*Written task:* Copy out the listing below with every "green foliage" swapped for "leafy vegetation", leaving all other text as it is.

*Material provided:*
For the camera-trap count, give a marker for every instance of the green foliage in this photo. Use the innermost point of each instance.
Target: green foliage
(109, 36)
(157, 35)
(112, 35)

*Complete response:*
For the camera-trap count, give a marker for every instance of the leafy vegetation in this photo. Use the innermost point of each instance.
Target: leafy vegetation
(109, 36)
(157, 35)
(112, 35)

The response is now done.